Text block:
==================================================
# Storage solution for hurricane panels?



## miamicuse (Nov 13, 2011)

I have a bunch of metal hurricane panels, some longer at 12' in lengths, some shorter.

Don't have a garage or shed at this property. No room for it inside the home.

Trying to figure out what is the best way to store these panels.

So far only thing I can think of is to stack them up and tie them together - with ropes or straps and lay them against a fence, but still an eye sore.

A friend of mine suggested building a wood deck in the backyard and raise it two feet, and I can push the panels under the deck. Sounds good, but it seem more like buying a pair of shoes to get change for a pack of gum.

Anyone with any creative ideas (besides mounting them on the windows) please feel free to chime in


----------



## joecaption (Nov 30, 2011)

No pictures of what they look like, no clue what there made off, hard to say how to store them.


----------



## miamicuse (Nov 13, 2011)

They are galvanized metal.

Width I say it's about 12-16", lengths 4', 6', 12' varies. Total number about 60 pieces.

They look like this when installed before the hurricane hits.










However, when there isn't any storm coming, they are a pain to store. The individual panel looks like this.


----------



## joecaption (Nov 30, 2011)

Without some storage I can see why your stuck.
Any chance you could spring for some of those far batter looking roll up type that mount over the windows?
Look better, easyer to use, no storage problum.


----------



## miamicuse (Nov 13, 2011)

There are roll up types and there are sliding ones accordian types the closes horizontally.










However, this is an investment rental so there are already mounting plates for each panel below and above each window and door. I inherited these panels and just need to figure out a way to store them.


----------



## joecaption (Nov 30, 2011)

A shed sure would look better then your other suggestions.


----------



## hwyfuzz (May 17, 2013)

*Any Ideas Yet?*

I see this thread is about a year old with no answer other than installing something that is not the product that currently exists (accordions, roll downs, etc.), and as stated before not to include a shed. Building a wooden storage box isn't practical due to weathering, unless its made with teak or some poly material - both economically unbalanced for this type of product. I had considered attaching supports on the exterior of my shed - but the weight of these are dense, and covering with just a tarp may not be appealing to the eyes.

Any contribution to a viable idea that is economically sound, materials easily purchased for the build, and is outside the ideas already addressed, would be greatly appreciated.


----------



## Fix'n it (Mar 12, 2012)

yeah. what was the outcome of this ?


----------



## tklash (May 15, 2021)

hwyfuzz said:


> *Any Ideas Yet?*
> 
> I see this thread is about a year old with no answer other than installing something that is not the product that currently exists (accordions, roll downs, etc.), and as stated before not to include a shed. Building a wooden storage box isn't practical due to weathering, unless its made with teak or some poly material - both economically unbalanced for this type of product. I had considered attaching supports on the exterior of my shed - but the weight of these are dense, and covering with just a tarp may not be appealing to the eyes.
> 
> Any contribution to a viable idea that is economically sound, materials easily purchased for the build, and is outside the ideas already addressed, would be greatly appreciated.


Any solution to the storage issue?


----------



## georgemcq (Feb 19, 2018)

You replied to an 8 year old post and most have probably found a solution and moved on.


----------
==================================================
Records from a collection:
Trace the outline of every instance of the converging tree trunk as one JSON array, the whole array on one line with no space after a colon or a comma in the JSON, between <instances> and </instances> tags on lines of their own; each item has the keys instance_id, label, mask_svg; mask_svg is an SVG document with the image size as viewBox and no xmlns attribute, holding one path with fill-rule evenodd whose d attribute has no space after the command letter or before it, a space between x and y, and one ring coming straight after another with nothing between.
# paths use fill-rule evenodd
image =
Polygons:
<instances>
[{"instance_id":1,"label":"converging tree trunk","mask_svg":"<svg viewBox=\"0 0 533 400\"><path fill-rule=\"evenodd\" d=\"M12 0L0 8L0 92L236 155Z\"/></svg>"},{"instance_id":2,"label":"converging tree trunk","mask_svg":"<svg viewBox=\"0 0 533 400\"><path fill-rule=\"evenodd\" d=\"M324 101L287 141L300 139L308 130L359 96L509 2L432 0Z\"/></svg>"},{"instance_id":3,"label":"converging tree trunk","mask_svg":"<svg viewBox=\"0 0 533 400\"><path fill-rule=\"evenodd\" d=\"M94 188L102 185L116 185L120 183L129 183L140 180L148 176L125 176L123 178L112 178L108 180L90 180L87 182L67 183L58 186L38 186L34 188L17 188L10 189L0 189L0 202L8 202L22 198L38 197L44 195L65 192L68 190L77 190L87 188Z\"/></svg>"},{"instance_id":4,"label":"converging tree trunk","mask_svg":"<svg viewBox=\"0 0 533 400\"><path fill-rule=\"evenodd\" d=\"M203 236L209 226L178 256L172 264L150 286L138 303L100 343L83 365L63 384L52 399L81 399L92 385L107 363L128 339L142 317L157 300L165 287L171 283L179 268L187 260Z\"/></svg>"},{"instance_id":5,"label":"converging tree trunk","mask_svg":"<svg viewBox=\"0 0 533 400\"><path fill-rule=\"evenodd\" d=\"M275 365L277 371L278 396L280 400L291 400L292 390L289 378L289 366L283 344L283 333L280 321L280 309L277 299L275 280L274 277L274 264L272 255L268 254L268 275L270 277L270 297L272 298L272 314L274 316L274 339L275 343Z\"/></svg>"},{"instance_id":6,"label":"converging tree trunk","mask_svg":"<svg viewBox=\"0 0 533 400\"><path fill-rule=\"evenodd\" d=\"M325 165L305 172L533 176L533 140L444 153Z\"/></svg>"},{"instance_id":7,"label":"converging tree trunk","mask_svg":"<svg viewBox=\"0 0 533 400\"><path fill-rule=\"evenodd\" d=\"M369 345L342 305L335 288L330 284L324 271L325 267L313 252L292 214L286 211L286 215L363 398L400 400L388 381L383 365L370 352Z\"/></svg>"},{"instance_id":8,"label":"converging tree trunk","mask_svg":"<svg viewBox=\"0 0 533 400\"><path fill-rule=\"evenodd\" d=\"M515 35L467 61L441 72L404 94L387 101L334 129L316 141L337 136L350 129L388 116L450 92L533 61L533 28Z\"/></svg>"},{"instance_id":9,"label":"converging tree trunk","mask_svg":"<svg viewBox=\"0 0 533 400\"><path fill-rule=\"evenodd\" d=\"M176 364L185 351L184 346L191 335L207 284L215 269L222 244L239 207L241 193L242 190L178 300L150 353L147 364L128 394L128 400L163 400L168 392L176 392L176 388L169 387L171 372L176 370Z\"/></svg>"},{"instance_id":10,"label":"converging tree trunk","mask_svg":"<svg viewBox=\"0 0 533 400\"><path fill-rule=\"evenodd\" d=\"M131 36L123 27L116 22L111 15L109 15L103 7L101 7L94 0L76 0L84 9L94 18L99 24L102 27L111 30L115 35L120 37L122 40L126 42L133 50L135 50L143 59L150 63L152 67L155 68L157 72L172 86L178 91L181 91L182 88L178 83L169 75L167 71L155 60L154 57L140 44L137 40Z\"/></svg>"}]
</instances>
==================================================
Tasks:
**A.** Duplicate the part of the hurricane panel thread that opens with the words containing "So far only" and closes with "an eye sore.".
**B.** Find every line of the entries that holds the string "instances", and copy each of those lines.

Answers to each task:
**A.**
So far only thing I can think of is to stack them up and tie them together - with ropes or straps and lay them against a fence, but still an eye sore.

**B.**
Trace the outline of every instance of the converging tree trunk as one JSON array, the whole array on one line with no space after a colon or a comma in the JSON, between <instances> and </instances> tags on lines of their own; each item has the keys instance_id, label, mask_svg; mask_svg is an SVG document with the image size as viewBox and no xmlns attribute, holding one path with fill-rule evenodd whose d attribute has no space after the command letter or before it, a space between x and y, and one ring coming straight after another with nothing between.
<instances>
</instances>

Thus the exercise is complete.